WHAT IS BEING ASKED.
In the entries below, how many lines contain the string "black"? Reply with the number alone.

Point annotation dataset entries

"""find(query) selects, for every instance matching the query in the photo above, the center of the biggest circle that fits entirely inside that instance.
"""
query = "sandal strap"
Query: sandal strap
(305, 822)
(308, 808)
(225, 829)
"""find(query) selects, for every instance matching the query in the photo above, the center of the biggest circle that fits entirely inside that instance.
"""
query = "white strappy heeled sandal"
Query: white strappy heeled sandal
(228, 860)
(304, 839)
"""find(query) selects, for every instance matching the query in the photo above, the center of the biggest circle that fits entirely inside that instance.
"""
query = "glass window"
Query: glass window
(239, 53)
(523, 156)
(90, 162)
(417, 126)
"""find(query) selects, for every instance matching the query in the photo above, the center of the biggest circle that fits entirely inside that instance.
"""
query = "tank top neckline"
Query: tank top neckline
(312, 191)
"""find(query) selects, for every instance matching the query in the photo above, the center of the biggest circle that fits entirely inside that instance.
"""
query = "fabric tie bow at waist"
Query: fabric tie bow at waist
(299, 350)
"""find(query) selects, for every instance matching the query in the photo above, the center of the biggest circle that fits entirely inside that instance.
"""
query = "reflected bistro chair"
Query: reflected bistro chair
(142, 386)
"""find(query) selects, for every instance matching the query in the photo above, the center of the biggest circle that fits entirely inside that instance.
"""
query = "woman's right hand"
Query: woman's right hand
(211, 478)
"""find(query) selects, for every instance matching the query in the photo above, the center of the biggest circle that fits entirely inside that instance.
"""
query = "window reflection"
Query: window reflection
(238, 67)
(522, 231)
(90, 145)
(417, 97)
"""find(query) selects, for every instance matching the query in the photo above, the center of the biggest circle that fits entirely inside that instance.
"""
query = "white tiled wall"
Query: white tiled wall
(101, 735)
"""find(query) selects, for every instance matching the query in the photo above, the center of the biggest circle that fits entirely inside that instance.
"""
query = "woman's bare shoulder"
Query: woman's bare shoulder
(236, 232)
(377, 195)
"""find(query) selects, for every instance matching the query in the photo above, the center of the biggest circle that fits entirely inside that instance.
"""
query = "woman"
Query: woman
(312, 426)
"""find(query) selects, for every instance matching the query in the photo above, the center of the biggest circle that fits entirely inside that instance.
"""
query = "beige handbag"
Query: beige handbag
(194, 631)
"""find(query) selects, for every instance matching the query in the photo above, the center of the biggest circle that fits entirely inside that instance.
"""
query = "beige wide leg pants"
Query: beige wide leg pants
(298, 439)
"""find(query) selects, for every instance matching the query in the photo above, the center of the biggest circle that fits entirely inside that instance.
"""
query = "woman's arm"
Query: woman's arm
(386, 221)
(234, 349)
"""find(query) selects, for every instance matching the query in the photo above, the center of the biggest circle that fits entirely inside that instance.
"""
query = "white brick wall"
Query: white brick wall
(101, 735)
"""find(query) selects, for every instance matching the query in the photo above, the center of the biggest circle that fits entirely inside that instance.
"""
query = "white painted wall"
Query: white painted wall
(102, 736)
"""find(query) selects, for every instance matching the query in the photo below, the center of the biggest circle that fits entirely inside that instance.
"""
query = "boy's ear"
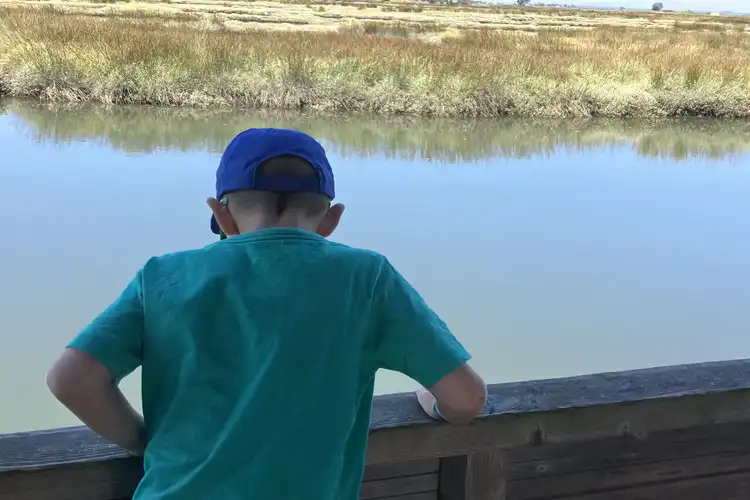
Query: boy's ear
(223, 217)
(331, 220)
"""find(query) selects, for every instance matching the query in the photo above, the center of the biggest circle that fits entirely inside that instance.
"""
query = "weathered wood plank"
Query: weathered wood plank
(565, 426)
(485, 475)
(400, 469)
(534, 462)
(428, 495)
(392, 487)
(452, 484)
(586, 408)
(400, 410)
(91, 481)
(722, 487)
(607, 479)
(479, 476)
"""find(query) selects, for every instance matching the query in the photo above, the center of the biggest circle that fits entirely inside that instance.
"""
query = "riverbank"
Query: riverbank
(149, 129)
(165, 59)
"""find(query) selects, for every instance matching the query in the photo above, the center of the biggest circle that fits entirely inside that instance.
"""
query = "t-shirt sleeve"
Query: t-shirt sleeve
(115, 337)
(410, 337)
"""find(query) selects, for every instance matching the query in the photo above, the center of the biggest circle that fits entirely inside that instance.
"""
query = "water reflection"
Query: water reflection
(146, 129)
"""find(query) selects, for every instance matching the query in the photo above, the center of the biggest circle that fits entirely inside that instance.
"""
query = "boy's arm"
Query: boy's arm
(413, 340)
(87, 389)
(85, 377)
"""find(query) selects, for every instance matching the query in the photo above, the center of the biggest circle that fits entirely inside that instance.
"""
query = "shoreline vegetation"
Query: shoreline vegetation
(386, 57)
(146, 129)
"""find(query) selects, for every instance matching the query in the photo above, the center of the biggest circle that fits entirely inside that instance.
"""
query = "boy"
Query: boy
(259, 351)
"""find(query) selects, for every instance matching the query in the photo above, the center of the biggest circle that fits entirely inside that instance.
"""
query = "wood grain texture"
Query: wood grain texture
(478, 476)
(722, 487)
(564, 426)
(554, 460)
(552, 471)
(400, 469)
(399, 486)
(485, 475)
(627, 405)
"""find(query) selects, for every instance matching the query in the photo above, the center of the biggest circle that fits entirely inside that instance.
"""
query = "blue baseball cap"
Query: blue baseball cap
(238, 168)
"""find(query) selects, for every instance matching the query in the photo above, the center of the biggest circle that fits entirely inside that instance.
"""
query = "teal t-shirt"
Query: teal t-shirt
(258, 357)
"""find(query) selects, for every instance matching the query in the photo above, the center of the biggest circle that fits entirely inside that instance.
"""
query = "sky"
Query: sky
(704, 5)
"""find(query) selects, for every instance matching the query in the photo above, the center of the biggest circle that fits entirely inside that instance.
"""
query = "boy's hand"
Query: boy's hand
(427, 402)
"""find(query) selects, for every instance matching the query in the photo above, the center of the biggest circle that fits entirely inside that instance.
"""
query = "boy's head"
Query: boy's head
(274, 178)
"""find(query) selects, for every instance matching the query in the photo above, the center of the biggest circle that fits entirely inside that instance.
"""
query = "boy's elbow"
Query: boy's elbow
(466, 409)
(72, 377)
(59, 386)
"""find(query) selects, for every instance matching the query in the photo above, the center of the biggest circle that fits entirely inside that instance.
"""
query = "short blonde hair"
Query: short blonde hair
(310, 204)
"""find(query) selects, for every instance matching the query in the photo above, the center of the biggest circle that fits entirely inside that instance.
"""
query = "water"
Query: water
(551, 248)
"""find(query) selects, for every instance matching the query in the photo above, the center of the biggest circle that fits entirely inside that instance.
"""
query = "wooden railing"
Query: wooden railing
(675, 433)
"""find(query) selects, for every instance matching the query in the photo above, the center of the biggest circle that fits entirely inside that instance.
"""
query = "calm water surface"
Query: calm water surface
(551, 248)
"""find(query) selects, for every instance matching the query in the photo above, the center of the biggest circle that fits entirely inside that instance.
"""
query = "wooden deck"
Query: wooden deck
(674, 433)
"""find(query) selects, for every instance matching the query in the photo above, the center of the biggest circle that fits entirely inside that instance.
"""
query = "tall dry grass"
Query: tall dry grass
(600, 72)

==

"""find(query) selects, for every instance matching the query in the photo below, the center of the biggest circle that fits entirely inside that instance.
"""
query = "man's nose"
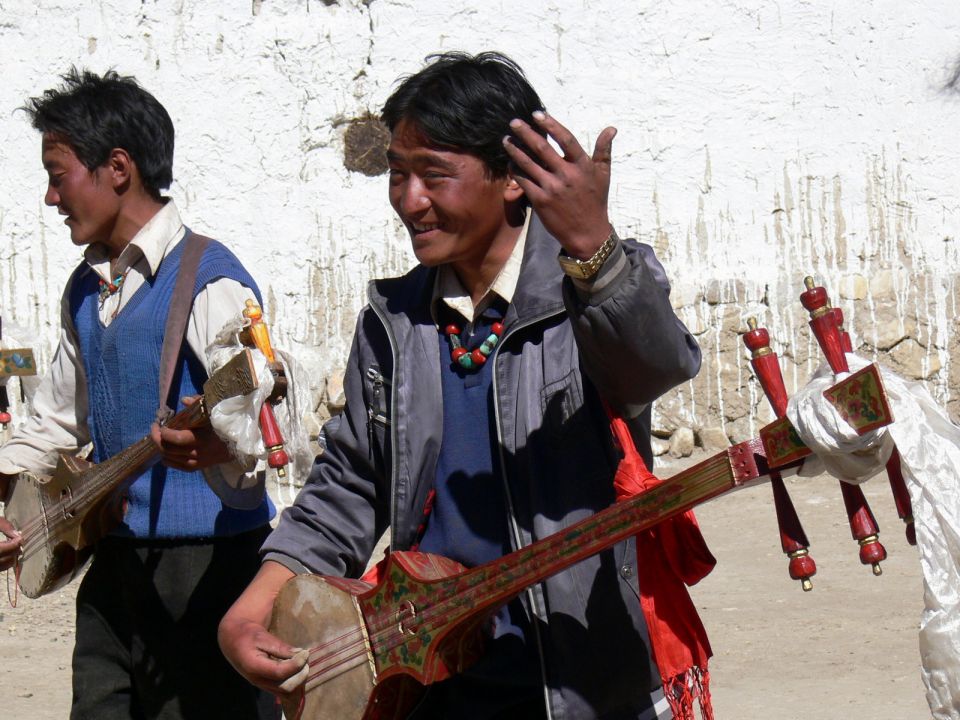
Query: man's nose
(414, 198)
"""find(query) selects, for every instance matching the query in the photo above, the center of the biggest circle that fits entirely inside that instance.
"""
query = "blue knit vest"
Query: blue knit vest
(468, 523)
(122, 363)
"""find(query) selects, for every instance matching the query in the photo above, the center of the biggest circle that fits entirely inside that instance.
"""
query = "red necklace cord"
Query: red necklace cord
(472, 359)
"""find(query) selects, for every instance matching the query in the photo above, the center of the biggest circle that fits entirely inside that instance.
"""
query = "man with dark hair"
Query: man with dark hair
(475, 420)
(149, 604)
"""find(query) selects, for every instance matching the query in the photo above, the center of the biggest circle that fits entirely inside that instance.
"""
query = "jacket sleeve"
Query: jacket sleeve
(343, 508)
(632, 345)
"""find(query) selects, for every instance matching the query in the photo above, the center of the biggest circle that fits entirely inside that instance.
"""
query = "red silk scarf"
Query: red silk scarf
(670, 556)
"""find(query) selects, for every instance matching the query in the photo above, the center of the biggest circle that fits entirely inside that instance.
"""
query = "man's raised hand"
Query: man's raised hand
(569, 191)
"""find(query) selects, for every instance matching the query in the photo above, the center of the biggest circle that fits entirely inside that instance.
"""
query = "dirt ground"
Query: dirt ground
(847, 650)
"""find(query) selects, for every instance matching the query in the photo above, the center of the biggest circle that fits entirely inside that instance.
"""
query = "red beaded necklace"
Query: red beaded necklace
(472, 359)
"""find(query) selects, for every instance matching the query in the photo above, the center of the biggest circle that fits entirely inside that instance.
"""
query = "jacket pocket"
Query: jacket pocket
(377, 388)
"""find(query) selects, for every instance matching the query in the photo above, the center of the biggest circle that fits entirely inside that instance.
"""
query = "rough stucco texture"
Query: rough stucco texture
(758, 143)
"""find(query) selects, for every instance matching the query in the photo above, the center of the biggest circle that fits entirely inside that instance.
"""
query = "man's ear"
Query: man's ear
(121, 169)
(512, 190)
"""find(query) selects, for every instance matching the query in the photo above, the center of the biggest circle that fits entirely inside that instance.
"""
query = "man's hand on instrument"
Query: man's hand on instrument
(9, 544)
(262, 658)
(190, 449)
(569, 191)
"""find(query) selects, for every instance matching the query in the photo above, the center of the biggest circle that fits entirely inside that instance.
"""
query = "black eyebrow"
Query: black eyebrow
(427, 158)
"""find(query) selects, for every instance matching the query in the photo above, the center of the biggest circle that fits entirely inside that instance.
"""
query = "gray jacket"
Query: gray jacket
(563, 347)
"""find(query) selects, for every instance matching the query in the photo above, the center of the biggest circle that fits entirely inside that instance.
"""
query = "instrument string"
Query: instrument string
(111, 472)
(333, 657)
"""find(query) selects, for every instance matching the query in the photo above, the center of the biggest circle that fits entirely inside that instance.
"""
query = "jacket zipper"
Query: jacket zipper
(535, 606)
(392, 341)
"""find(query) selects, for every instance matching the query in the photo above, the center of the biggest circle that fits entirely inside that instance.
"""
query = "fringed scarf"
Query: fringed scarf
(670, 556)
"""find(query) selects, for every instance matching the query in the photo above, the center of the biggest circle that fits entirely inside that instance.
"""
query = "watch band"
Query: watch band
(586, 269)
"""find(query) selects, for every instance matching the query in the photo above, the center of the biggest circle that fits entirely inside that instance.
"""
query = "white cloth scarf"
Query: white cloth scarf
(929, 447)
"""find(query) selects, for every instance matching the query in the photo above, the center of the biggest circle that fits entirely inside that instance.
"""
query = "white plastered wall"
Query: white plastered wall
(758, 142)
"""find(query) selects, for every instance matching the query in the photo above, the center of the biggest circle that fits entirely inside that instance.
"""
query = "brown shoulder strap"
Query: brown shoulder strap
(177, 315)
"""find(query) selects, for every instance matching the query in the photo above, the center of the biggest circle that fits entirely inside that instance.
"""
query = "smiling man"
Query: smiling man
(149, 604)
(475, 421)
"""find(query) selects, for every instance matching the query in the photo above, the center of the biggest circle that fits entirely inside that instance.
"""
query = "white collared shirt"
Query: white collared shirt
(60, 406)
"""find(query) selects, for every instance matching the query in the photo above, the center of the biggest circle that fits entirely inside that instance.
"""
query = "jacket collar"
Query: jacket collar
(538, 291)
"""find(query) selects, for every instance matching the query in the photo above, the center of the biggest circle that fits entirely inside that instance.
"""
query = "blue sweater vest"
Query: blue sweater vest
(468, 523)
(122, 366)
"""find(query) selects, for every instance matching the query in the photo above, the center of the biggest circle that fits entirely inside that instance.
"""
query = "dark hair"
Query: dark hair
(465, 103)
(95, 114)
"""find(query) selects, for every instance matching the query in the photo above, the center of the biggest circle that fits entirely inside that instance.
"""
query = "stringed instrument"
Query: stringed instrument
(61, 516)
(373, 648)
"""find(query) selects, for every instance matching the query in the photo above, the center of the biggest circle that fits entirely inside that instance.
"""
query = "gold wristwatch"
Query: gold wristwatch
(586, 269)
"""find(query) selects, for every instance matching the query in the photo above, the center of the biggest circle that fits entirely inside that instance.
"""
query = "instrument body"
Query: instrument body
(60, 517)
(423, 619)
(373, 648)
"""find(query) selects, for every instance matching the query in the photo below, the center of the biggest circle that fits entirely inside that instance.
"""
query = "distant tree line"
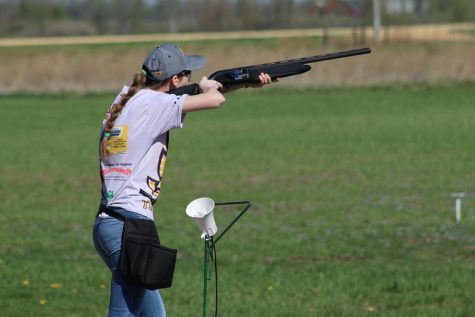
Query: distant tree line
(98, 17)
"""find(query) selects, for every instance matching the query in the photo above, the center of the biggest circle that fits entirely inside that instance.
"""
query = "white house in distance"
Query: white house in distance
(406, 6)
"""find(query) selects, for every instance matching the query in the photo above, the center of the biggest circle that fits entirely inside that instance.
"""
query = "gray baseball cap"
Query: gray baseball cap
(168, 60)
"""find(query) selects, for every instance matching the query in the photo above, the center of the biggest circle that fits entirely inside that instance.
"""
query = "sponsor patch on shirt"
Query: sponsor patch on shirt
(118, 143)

RESULT BELOW.
2